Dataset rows
========================================

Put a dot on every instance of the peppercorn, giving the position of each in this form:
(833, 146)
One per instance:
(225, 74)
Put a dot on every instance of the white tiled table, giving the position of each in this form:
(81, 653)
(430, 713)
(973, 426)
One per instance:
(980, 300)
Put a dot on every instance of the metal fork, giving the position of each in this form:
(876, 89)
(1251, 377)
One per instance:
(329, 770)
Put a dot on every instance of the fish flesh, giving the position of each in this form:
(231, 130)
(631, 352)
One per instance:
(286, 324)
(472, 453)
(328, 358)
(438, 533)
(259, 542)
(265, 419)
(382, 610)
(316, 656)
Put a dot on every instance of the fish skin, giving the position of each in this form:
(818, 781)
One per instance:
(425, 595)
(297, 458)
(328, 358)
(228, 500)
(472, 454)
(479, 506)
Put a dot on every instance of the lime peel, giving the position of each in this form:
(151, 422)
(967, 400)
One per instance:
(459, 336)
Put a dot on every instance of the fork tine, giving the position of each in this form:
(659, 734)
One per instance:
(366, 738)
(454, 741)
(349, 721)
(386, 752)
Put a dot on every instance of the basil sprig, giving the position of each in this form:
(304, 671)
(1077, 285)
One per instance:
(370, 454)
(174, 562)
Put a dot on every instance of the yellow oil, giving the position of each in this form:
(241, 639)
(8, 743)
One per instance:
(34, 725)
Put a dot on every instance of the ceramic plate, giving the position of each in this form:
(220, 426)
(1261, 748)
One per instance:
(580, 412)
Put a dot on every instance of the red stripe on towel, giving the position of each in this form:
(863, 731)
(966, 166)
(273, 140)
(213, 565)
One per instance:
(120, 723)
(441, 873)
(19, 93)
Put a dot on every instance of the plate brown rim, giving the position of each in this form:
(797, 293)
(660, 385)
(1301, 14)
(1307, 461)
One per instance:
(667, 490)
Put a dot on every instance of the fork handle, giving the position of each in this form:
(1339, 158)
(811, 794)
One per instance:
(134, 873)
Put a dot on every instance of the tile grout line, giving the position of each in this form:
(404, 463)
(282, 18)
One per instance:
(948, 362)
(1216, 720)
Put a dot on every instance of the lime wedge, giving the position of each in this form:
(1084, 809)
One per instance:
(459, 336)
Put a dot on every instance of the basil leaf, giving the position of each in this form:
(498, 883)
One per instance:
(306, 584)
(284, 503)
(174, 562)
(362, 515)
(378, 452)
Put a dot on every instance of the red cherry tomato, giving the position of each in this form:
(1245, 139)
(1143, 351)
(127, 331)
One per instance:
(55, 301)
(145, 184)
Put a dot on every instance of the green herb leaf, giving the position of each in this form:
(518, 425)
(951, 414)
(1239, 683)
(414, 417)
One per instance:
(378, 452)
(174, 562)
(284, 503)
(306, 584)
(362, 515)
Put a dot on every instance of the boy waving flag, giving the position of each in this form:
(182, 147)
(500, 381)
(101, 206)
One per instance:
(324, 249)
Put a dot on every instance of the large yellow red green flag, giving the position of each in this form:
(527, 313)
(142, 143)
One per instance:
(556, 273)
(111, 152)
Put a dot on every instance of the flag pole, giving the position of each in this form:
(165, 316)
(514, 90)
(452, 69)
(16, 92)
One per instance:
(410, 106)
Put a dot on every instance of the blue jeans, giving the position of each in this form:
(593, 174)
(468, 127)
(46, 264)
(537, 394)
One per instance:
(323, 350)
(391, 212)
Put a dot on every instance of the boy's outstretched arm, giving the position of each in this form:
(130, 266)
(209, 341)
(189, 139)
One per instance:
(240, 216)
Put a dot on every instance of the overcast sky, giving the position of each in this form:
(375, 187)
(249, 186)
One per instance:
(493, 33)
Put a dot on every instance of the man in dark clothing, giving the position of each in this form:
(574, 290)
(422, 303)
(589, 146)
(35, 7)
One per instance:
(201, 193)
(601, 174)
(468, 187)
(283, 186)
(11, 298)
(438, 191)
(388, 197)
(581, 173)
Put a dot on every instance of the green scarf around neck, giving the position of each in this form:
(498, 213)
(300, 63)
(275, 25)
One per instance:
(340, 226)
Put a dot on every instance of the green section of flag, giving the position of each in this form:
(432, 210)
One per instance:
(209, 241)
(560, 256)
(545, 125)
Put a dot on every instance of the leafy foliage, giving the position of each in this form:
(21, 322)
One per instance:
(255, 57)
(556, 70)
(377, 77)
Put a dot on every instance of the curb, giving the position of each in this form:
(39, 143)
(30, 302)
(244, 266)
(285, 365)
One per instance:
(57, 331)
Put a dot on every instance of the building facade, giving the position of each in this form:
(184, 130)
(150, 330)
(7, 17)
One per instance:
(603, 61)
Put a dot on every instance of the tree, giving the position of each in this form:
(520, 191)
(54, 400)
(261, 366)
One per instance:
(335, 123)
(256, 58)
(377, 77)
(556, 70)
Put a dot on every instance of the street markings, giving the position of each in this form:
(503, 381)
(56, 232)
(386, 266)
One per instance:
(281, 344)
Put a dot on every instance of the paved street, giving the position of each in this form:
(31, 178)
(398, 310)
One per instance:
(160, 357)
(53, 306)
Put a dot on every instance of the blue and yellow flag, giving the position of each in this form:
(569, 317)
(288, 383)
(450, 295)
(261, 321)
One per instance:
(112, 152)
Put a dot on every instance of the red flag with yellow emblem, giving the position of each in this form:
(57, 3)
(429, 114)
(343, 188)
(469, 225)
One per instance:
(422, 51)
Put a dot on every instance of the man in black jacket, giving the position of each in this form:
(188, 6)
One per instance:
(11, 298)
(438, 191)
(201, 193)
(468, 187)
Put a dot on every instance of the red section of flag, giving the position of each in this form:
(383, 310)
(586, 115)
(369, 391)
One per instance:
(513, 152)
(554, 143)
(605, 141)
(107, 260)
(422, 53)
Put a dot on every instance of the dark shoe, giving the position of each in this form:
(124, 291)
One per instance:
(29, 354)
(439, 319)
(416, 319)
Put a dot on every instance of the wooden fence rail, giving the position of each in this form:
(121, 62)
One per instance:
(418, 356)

========================================

** SET TASK **
Exactly as they are written, print the entries again.

** SOLUTION FOR THIS TASK **
Put a dot on every instance of the peppercorn, giving the position of each in this form:
(833, 146)
One per instance:
(225, 74)
Put a dot on every instance of the white tiled table, giving the position of each in this form:
(81, 653)
(430, 713)
(973, 426)
One per instance:
(980, 300)
Put a dot on every instance of the metal fork, giving the position of each in this form:
(876, 89)
(1251, 377)
One per instance:
(329, 770)
Put a dot on every instance of the fish flesh, giving the position of each in this form:
(231, 130)
(631, 352)
One per instance:
(286, 324)
(472, 453)
(328, 358)
(438, 533)
(259, 542)
(265, 419)
(382, 610)
(316, 656)
Put a dot on every instance of the fish skin, giving the position of each in this form:
(818, 781)
One per instance:
(425, 595)
(297, 458)
(328, 358)
(228, 500)
(472, 454)
(479, 506)
Put a dot on every instance of the lime peel, giving the position of each in this form:
(151, 422)
(967, 400)
One per instance:
(459, 336)
Put a dot on every instance of the fork tine, giving the position of each in this form:
(659, 734)
One per instance:
(366, 738)
(454, 741)
(349, 721)
(386, 752)
Put a dot on every instance of the basil sprig, giving the position of each in this form:
(304, 671)
(1077, 285)
One per instance:
(370, 454)
(174, 562)
Put a dot on every instance of the yellow oil, giving the position of each in this form:
(241, 639)
(8, 743)
One per instance:
(34, 725)
Put a dot on every instance of the ceramic plate, giving the position of each in this form:
(220, 426)
(1261, 748)
One per instance:
(580, 412)
Put a dot on every instance of the red stripe on towel, giving the position of each in this form:
(863, 731)
(966, 166)
(273, 140)
(213, 565)
One per instance:
(120, 723)
(441, 873)
(19, 93)
Put a dot on every instance of the plate brown rim, giving the position of each in this form:
(797, 293)
(660, 385)
(1301, 14)
(1307, 461)
One per instance:
(667, 490)
Put a dot on every instance of the fork handle, giving the position of each in this form:
(1339, 158)
(811, 794)
One per instance:
(134, 873)
Put a dot on every instance of the tile grout line, giving the position of each in this form:
(404, 463)
(282, 18)
One per instance:
(948, 362)
(1216, 720)
Put a dot on every instance of the lime wedge, giving the position of each in this form:
(1084, 809)
One per instance:
(459, 336)
Put a dot on every instance of the basil leaf, giving the position of each in this form:
(498, 883)
One per instance:
(306, 584)
(284, 503)
(174, 562)
(362, 515)
(378, 452)
Put a dot on every instance of the red cherry tomato, giving the position of each in this form:
(1245, 139)
(1143, 351)
(127, 331)
One per instance:
(55, 301)
(145, 184)
Put a dot on every instance of the green herb leaf, giving the position of each in this form:
(518, 425)
(951, 414)
(1239, 683)
(414, 417)
One per instance:
(378, 452)
(174, 562)
(284, 503)
(306, 584)
(362, 515)
Put a dot on every instance of the boy waving flag, giving the position of each in this form:
(182, 147)
(500, 381)
(101, 206)
One per instance:
(324, 249)
Put a dot on every instance of the large yellow red green flag, giving the position of each in this form:
(527, 313)
(142, 143)
One per instance:
(556, 273)
(111, 152)
Put a dot on every instance of the flag pole, giving the position of each in this form:
(165, 316)
(514, 90)
(452, 69)
(16, 92)
One per instance:
(410, 106)
Put a dot on every instance of the blue jeans, giving the position of each in this form:
(593, 174)
(468, 127)
(46, 264)
(537, 394)
One per instance:
(323, 350)
(391, 212)
Put a dot on every instance of the boy's outstretched arm, giving the position of each in this form:
(130, 266)
(209, 341)
(189, 139)
One per instance:
(240, 216)
Put a dot on every instance of the overcast sky, giving the position of each in this form:
(375, 187)
(249, 186)
One per instance:
(493, 33)
Put a dot on every instance of the man in dark clothing, giving the position of each in this form:
(574, 290)
(422, 303)
(589, 146)
(35, 7)
One per instance:
(201, 193)
(601, 174)
(468, 187)
(283, 186)
(11, 298)
(438, 191)
(388, 197)
(581, 173)
Put a dot on every instance of the green scarf around neck, giving the position of each in this form:
(498, 213)
(300, 63)
(275, 25)
One per instance:
(340, 226)
Put a dot on every instance of the green section of flag, giving the position of each in this form:
(432, 210)
One per instance:
(209, 241)
(560, 256)
(545, 125)
Put a dot on every instance of the leafy foliage, giving the position of each in this form:
(21, 322)
One per instance:
(255, 57)
(556, 70)
(377, 77)
Put a dot on every instance of the curb, giving the position of each in this form:
(39, 143)
(30, 302)
(244, 266)
(285, 365)
One per instance:
(57, 331)
Put a dot on every instance of the building facade, giving the position of each in this form:
(184, 130)
(150, 330)
(7, 17)
One per instance:
(603, 61)
Put a dot on every instance of the tree, giving the position of each in this form:
(520, 191)
(54, 400)
(261, 366)
One per instance:
(335, 123)
(256, 58)
(377, 77)
(556, 70)
Put a dot on every instance of the street markings, giving the position of each in this form:
(503, 381)
(56, 232)
(386, 266)
One per instance:
(281, 344)
Put a dot on every instance of the paved street, giving the position of each in this form:
(31, 178)
(398, 310)
One per instance:
(160, 357)
(53, 306)
Put a dot on every instance of the blue and yellow flag, giving the position of each in this form:
(569, 317)
(288, 383)
(450, 295)
(261, 321)
One per instance:
(112, 152)
Put a dot on every instance of the red flag with yellow emblem, giving the position of each in this form:
(57, 3)
(429, 114)
(343, 188)
(469, 225)
One per instance:
(422, 51)
Put a dot on every instance of the man in black jacket, giving the position of each in this form:
(188, 6)
One per instance:
(11, 298)
(438, 191)
(201, 193)
(468, 187)
Put a dot on every instance of the red section of flag, giving the position of each in this form:
(383, 310)
(586, 115)
(369, 391)
One per instance:
(513, 152)
(554, 143)
(605, 141)
(107, 260)
(422, 53)
Put a dot on every instance of the dark shoe, giving the position of each in this form:
(124, 291)
One per instance:
(29, 354)
(439, 319)
(416, 319)
Put a dot on every instance of the wooden fence rail, giving the position of each in this form:
(121, 62)
One per instance:
(418, 356)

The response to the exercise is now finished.